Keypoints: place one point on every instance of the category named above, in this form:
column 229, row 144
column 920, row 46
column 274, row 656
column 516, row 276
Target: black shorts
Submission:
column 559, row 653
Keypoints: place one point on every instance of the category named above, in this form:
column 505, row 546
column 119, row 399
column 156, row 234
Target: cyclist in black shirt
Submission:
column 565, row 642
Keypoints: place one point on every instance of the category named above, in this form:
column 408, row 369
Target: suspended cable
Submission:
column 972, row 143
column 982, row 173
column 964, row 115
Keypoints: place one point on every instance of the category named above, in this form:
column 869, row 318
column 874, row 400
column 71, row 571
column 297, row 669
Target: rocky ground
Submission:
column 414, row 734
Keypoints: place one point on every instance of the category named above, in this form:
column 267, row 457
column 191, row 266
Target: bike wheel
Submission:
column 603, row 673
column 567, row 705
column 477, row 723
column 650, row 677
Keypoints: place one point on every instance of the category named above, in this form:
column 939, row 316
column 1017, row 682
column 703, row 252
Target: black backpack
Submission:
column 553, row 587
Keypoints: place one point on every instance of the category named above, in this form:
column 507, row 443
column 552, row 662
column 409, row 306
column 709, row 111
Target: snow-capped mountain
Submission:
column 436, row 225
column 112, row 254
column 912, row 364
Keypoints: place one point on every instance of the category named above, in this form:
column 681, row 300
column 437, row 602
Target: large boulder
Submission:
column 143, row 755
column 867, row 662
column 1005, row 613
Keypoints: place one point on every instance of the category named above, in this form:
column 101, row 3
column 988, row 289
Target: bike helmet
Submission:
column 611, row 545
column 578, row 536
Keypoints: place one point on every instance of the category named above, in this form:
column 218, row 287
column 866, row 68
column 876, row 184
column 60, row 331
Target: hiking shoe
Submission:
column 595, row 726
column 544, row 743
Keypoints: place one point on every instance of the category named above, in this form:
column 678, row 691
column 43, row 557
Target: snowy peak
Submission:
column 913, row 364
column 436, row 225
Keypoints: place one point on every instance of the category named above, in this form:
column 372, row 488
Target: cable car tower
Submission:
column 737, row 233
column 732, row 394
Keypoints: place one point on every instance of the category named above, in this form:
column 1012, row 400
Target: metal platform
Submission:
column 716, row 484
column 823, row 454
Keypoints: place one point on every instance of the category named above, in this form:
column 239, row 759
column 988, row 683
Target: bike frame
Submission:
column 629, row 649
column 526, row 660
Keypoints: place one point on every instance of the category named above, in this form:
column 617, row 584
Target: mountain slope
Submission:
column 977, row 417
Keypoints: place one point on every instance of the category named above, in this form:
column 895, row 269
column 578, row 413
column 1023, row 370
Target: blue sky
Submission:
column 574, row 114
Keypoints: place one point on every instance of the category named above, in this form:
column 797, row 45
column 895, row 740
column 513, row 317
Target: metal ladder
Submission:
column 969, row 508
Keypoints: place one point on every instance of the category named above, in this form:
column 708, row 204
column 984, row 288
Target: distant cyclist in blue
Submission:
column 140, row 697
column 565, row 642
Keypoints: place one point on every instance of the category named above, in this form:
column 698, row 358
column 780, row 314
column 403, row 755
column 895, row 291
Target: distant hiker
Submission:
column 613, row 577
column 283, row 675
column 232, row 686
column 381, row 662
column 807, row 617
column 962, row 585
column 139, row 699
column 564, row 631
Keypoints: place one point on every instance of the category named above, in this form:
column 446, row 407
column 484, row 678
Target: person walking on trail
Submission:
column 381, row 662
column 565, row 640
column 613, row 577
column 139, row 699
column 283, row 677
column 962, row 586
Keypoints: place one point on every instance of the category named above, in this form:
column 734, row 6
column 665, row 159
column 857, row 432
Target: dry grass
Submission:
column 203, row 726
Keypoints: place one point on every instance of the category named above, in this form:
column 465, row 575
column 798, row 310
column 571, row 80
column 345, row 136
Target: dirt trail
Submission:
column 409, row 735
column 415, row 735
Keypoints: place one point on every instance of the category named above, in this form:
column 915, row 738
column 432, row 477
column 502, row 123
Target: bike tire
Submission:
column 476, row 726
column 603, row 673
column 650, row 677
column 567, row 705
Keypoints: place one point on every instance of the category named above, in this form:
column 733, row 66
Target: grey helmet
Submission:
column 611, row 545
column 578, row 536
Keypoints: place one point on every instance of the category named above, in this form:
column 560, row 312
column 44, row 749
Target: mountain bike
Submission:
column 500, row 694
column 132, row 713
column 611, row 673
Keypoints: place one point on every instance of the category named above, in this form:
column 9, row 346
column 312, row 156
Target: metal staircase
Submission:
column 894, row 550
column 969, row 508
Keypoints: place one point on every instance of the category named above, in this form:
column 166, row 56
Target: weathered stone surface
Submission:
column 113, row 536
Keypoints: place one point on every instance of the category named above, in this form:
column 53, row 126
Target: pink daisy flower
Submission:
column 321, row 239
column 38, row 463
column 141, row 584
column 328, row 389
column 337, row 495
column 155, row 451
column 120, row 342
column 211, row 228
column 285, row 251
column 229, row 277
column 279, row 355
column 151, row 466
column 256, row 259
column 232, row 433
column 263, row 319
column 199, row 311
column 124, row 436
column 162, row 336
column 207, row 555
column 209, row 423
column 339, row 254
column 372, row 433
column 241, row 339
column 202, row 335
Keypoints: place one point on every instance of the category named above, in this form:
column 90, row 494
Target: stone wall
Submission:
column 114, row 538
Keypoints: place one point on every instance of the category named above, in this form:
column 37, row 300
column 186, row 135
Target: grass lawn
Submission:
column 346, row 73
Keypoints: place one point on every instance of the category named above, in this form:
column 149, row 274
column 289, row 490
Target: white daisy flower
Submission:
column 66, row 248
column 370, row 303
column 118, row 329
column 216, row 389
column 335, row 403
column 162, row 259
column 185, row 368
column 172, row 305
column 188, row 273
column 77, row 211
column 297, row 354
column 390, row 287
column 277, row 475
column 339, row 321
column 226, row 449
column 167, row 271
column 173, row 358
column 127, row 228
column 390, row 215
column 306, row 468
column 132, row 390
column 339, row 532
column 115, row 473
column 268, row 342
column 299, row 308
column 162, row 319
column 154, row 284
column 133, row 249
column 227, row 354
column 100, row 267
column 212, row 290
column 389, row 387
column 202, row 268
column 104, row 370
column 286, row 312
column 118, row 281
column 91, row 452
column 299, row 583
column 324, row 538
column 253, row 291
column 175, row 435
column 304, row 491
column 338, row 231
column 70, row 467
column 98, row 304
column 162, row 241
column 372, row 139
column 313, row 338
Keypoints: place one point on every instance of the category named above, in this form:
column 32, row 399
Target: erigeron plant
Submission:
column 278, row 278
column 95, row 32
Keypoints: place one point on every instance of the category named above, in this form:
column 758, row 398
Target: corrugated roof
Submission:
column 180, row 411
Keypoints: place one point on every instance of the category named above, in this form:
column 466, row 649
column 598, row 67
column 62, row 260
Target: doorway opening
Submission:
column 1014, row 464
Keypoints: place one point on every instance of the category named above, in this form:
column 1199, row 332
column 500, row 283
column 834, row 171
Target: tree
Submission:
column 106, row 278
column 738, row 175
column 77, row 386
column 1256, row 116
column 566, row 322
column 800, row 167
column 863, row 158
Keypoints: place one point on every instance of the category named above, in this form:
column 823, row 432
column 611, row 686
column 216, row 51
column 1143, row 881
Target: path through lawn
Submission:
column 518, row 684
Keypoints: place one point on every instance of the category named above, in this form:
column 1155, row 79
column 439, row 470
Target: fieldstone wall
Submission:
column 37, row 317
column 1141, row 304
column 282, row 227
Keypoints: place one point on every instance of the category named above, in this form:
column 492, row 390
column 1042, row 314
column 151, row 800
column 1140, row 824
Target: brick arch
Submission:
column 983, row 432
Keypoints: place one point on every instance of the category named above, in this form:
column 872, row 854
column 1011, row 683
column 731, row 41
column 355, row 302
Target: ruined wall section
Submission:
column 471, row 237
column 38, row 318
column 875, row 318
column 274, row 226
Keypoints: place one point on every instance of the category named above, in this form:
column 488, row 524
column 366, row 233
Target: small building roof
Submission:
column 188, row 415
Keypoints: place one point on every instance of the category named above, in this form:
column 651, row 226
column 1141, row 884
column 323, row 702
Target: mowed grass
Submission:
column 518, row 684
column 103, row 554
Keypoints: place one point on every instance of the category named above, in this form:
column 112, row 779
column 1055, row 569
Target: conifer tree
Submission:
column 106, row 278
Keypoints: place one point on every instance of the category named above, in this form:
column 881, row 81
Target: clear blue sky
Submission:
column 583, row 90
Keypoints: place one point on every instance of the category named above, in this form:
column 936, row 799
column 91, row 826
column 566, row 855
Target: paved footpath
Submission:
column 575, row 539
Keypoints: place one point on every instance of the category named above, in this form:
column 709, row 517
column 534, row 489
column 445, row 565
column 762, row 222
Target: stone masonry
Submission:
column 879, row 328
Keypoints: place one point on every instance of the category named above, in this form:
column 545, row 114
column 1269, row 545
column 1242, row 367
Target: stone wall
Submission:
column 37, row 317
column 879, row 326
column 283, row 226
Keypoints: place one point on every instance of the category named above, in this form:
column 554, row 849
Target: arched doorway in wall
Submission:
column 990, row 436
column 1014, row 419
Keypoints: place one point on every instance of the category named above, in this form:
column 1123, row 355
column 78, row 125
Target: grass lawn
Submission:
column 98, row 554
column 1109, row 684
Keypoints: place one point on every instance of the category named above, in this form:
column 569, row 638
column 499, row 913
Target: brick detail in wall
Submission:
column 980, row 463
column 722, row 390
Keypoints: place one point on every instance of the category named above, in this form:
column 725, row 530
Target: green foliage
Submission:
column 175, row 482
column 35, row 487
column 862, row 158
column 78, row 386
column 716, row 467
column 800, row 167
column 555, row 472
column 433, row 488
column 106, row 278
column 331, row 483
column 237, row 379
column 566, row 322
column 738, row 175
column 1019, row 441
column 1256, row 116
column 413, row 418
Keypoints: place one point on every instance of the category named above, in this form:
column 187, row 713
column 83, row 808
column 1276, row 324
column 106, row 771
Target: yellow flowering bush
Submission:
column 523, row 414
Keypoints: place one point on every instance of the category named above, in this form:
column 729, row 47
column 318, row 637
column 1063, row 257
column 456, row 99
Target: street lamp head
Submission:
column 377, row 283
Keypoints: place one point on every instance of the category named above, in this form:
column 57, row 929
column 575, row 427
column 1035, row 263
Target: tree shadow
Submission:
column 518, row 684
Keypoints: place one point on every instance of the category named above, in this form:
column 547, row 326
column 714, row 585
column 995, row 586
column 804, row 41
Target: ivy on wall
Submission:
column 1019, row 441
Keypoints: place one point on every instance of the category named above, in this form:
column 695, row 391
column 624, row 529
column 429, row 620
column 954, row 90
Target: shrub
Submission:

——

Set exercise:
How many of the lines above contain the string "mountain"? Case counts. Reply with the number alone.

Result of the exercise:
3